Written request: Convert the items into a two-column CSV with the header row item_text,answer and one row per item. Put each item's text and its answer in double quotes, and replace any line breaks within them with spaces.

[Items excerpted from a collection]

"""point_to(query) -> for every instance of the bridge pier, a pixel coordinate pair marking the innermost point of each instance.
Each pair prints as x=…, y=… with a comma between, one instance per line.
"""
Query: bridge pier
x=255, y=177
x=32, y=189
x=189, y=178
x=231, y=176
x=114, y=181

The result:
item_text,answer
"""""""point_to(query) -> for every instance of the bridge pier, a pixel coordinate pair marking the innermost point of each instance. Each pair prints as x=…, y=… with a comma between, one instance per line. """""" Query: bridge pier","x=255, y=177 x=32, y=189 x=189, y=178 x=231, y=176 x=114, y=181"